The entries below are to be retyped exactly. Preserve every word.

┌─ Dataset content

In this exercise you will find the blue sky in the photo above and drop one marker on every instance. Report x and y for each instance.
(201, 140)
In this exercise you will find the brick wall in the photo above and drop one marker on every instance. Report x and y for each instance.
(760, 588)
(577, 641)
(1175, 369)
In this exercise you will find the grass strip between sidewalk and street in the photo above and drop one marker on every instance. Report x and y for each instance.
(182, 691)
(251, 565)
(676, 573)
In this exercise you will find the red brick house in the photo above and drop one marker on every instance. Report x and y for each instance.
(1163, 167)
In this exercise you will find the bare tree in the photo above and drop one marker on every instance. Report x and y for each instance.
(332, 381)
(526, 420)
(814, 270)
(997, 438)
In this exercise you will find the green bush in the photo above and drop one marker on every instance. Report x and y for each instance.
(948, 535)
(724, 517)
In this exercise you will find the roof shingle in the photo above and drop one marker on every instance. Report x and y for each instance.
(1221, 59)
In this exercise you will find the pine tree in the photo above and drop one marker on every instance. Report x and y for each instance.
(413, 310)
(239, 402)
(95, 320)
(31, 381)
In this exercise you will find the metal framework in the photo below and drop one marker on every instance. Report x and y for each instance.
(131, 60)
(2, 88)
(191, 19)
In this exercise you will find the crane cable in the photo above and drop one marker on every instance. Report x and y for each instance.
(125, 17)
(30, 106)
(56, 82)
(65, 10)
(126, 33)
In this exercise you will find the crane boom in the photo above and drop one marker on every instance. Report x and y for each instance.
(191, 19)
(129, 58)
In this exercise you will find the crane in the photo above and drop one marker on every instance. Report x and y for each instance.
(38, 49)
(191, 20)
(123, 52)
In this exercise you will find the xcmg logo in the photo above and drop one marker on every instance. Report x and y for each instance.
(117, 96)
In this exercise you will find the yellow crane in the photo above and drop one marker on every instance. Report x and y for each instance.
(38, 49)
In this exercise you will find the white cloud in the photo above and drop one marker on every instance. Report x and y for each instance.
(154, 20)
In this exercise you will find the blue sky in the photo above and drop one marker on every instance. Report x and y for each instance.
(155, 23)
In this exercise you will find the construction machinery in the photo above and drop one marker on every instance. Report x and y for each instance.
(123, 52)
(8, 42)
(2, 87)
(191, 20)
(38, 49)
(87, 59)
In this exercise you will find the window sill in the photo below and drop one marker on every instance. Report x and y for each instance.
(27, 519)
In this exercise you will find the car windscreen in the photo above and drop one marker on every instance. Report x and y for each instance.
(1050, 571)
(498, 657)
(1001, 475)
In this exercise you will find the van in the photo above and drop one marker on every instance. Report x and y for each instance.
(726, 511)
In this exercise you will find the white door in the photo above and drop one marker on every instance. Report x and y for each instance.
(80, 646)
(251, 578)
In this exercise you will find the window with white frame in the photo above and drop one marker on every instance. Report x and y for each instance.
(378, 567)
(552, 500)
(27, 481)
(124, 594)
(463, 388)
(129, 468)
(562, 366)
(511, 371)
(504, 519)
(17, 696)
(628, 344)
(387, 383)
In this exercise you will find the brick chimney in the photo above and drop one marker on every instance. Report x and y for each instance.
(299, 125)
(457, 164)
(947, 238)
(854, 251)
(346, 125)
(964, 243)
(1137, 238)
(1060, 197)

└─

- **Answer space**
In this exercise you will find the blue sky in the photo above and drop one marker on every instance. Report x and y for each instance.
(201, 140)
In this exercise you will find the brick wall in the photo above and drop one marker on every instance. Report x and y for each instance.
(760, 588)
(577, 641)
(1175, 369)
In this exercise you will find the grass strip between sidewalk and street in the photo above and drop one marker on every instance. Report x and y for each instance.
(182, 691)
(251, 565)
(676, 573)
In this exercise you will find the red brick house in the photo above and drop one marker on every instance. Report x and y for each instance.
(1163, 167)
In this exercise you will find the bare tree in the photo above and drop one marker on every instance. Report x and y for each instance.
(332, 381)
(526, 420)
(814, 270)
(997, 438)
In this exercise you will find the green bush in the photo above and drop one marker on every instance. Report x and y for each instance.
(948, 535)
(724, 517)
In this exercise you will find the roof shingle in the photo above and drop one marker on every instance. Report x and y for each instance.
(1221, 59)
In this exercise you will find the pine tree in the photo above and drop one marker on every instance. Report x and y for each instance.
(413, 310)
(239, 402)
(95, 320)
(31, 381)
In this exercise you will find the metal framework in the photo below and drop one marker on every instance. Report x and y for each instance.
(131, 60)
(2, 88)
(191, 19)
In this exercise you will find the crane cable in the photo above and drop one marker on every instance. Report x and y for each instance.
(125, 17)
(30, 106)
(56, 82)
(65, 10)
(126, 33)
In this exercise you will find the crane boom in the photo above and drop one marker on every instance. Report x and y for each instance.
(191, 19)
(129, 58)
In this exercise you will find the crane in the photo above and drop one marker on every instance. Report x and y for each instance.
(38, 49)
(191, 20)
(123, 52)
In this exercise you will find the xcmg logo in the photo above and drop one marker on every instance. Report x and y for each instance.
(117, 96)
In this exercise you will find the yellow crane in the photo above and drop one marker on every instance. Report x and y for each instance.
(38, 49)
In this exercise you will find the white cloud in the photo above and drop one marker on every instance. Report x and y for each instance.
(154, 20)
In this exercise you will find the blue sky in the photo above and drop one marker on every instance. Report x and y for each instance.
(155, 23)
In this exercise you will find the construction machinery in the photo above and drop one marker on every instance. Report x and y for each instance.
(123, 52)
(8, 42)
(2, 87)
(191, 20)
(38, 49)
(87, 59)
In this exercise you will find the window sill in the photo below and drop one marker on every instance. Report x and y for each instance.
(27, 519)
In this exercise you will find the car windscreen in the photo above and drop one marker on every instance. Report x and y for each instance.
(1050, 571)
(498, 657)
(1001, 475)
In this exercise you will find the van in the photo above and drop one marker on every instance. Report x and y for each instance.
(726, 511)
In this exercise you will find the white door in the photo above and drop one marker on every instance. Report x and y for each instance.
(80, 646)
(251, 578)
In this exercise you will find the window with white frame in the photo above and drop one marker on every instance. Report x and y for each instance.
(378, 567)
(552, 500)
(27, 481)
(124, 594)
(463, 388)
(129, 468)
(562, 366)
(511, 371)
(504, 519)
(17, 696)
(628, 344)
(387, 383)
In this exercise you will find the brick chimney in the photo above and drop one marker on every instance. Report x and y for each instance.
(299, 125)
(457, 164)
(947, 238)
(854, 251)
(346, 125)
(964, 243)
(1137, 238)
(1060, 197)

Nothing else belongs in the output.